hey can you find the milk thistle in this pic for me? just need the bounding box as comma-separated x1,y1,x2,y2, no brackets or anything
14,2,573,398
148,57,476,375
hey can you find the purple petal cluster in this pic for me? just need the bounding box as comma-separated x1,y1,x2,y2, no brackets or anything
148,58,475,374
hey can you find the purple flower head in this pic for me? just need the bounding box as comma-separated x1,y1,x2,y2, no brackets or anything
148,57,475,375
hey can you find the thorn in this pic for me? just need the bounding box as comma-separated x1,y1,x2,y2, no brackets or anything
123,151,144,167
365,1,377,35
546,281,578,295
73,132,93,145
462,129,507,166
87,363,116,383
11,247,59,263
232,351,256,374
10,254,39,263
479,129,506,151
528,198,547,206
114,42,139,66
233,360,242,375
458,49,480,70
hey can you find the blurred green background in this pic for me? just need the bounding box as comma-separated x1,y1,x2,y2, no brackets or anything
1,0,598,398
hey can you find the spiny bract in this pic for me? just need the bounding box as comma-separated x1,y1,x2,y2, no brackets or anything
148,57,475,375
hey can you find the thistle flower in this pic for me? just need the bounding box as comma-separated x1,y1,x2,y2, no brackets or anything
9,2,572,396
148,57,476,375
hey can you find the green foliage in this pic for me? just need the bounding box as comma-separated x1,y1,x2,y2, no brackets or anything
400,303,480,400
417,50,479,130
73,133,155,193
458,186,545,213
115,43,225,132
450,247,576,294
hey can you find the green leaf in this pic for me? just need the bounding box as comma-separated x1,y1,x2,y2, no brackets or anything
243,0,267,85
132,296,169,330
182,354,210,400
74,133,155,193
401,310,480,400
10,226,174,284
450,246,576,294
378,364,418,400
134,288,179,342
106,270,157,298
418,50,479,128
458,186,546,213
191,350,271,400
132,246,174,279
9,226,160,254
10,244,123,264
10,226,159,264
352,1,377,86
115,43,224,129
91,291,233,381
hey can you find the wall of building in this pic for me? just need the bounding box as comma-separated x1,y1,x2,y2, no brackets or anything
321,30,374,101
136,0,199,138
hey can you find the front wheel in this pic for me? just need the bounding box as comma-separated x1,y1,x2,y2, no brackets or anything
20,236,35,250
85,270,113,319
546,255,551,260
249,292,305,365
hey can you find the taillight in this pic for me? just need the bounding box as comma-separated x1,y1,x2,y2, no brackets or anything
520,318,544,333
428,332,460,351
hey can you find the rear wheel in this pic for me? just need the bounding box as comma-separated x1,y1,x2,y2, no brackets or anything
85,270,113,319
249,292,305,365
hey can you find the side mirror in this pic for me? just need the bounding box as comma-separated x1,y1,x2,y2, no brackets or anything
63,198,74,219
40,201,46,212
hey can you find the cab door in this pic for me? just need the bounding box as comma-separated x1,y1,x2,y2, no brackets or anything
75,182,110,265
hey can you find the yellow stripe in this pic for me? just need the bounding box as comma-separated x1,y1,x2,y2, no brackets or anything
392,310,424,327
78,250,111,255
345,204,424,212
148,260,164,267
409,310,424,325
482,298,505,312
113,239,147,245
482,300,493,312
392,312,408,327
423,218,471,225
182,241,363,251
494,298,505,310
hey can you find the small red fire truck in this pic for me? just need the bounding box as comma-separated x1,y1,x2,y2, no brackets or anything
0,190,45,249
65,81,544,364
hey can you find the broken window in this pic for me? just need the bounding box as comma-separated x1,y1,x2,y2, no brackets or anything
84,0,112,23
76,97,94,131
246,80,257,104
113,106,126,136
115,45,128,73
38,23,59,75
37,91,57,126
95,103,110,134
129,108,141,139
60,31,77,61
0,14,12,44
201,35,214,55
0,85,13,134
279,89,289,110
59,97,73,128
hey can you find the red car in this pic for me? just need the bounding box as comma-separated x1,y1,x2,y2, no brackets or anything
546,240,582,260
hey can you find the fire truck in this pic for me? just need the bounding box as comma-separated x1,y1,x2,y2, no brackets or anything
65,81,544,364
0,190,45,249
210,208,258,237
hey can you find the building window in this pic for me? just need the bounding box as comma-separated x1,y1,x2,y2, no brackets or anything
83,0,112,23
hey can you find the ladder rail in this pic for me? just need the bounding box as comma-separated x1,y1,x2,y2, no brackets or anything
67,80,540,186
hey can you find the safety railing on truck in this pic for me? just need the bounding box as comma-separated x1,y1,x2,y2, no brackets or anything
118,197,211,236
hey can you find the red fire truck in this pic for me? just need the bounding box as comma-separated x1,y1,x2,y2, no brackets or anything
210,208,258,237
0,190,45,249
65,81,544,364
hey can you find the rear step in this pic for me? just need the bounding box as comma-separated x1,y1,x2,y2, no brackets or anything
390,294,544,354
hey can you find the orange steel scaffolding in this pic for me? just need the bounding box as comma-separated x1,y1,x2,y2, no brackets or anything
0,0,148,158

▶ **INSTRUCTIONS FOR THE TASK**
The entries listed above are to be output exactly. Leave none out.

▶ **WRITTEN RESPONSE**
hey can you find the milk thistle in this pic for me? just need the bounding box as comma-separated x1,y1,x2,y2, no brackets or anything
14,2,573,398
148,57,476,375
hey can you find the purple petal cluster in this pic for me? just need the bounding box as comma-separated x1,y1,x2,y2, no brackets or anything
148,58,475,374
hey can you find the purple flower head in this pic for me? just need the bounding box as comma-separated x1,y1,x2,y2, no brackets or anything
148,57,475,375
hey can you find the thorn in this pic for me? just need the bounding box as comma-separated x1,y1,x2,y2, no brackets or anything
123,151,144,167
365,1,377,35
546,281,578,295
73,132,93,145
462,129,507,166
87,363,116,383
11,247,59,263
232,351,256,374
10,254,39,263
479,129,506,151
528,198,547,206
114,42,139,66
233,360,242,375
458,49,480,70
hey can you find the blurred green background in this pic for me? just need the bounding box as comma-separated x1,y1,x2,y2, no brackets or anything
1,0,598,398
hey can you find the spiny bract in this pic for me? just need the bounding box as comma-separated x1,y1,x2,y2, no brackets or anything
148,57,475,375
hey can you find the thistle flower in this pic for me? just need the bounding box as comma-separated x1,y1,x2,y2, no brackets or anything
9,2,572,396
148,57,476,375
hey can you find the green foliage in this pic for me? just need the bounding box as comma-separated x1,y1,x2,y2, no brackets or anything
400,303,480,400
417,50,479,130
73,133,155,193
458,186,545,213
115,43,225,132
450,247,576,294
hey can you find the green leaf in this pic for me? just need the bounding box as comma-separated x1,y1,x2,y2, no brackets or anything
243,0,267,85
132,296,169,330
182,354,210,400
74,133,155,193
401,310,480,400
10,226,174,284
450,246,576,294
378,364,418,400
134,288,179,342
106,270,157,298
418,50,479,128
458,186,546,213
191,350,271,400
132,246,174,279
9,226,160,254
10,244,123,264
10,226,159,264
352,1,377,86
115,43,224,129
91,291,233,381
hey can you find the wall of building in this pic for me? just need the bounding box as comma-separated x1,y1,x2,y2, no brackets or anything
321,30,374,101
136,0,199,138
hey can you find the front wheel in this pic for me? just need the bounding box as comma-separated x1,y1,x2,y2, no brackets or anything
20,236,35,250
85,270,113,319
546,255,551,260
249,292,305,365
hey can you find the taillight in this pic for me? just need the bounding box as comma-separated x1,y1,x2,y2, no brackets or anything
520,318,544,333
428,332,460,351
hey can you find the rear wheel in this pic for me? just need the bounding box as comma-separated x1,y1,x2,y2, no brackets or anything
85,270,113,319
249,292,305,365
hey can you find the side mirror in this pic for me? just need the bounding box as comma-separated x1,y1,x2,y2, no brackets or anything
63,198,74,219
40,201,46,212
hey can you find the cab door in this pic for me? just need the bounding box as comma-separated x1,y1,x2,y2, no brackets or anything
75,182,110,265
hey can you find the yellow stripe in this pic for me? just need the bounding box as comma-separated x1,y1,x2,y2, no brackets or anything
392,310,424,327
78,250,111,255
345,204,424,212
148,260,164,267
409,310,424,325
482,298,505,312
113,239,147,245
482,300,493,312
392,312,408,327
423,218,471,225
182,241,363,251
494,298,505,310
hey can you find the small red fire truck in this pic for me? just need the bounding box as comma-separated x1,y1,x2,y2, no brackets or anything
0,190,45,249
65,81,544,364
hey can you find the broken window in this pic for me? just need the bounding box as comma-separated x1,y1,x2,y2, no brackets or anything
84,0,112,23
76,97,94,131
246,80,257,104
113,106,126,136
115,45,128,73
38,23,59,75
37,91,57,126
95,103,110,134
129,108,141,139
60,31,77,61
0,14,12,44
201,35,214,55
0,85,13,134
279,89,289,110
59,97,73,128
hey can you find the red car in this pic for me? just need the bounding box as comma-separated x1,y1,x2,y2, no brackets or anything
546,240,582,260
hey can you find the fire truck in this pic for me? just need the bounding box as comma-separated x1,y1,x2,y2, no brackets or anything
65,81,544,364
0,190,45,249
210,208,258,237
hey can you find the building window in this pic for me? just need the bounding box as comma-separated x1,y1,x2,y2, no brackets or anything
83,0,112,23
hey can you find the ladder rail in this pic for me? just need the bounding box as comma-separated x1,y1,x2,y2, no brackets or anything
67,80,540,186
hey can you find the safety railing on truck in this pic for me? just need the bounding box as comma-separated x1,y1,x2,y2, no brackets or anything
118,197,211,236
hey can you find the red fire truck in this pic for me? just need the bounding box as comma-separated x1,y1,x2,y2, no brackets or anything
210,208,258,237
0,190,45,249
65,81,544,364
hey can you find the rear step in this pic for me? just need the bounding box as comma-separated x1,y1,x2,y2, no brackets or anything
390,294,544,354
hey can you find the orange steel scaffolding in this pic for me? just need the bounding box as comma-separated x1,y1,x2,y2, no brackets or anything
0,0,148,158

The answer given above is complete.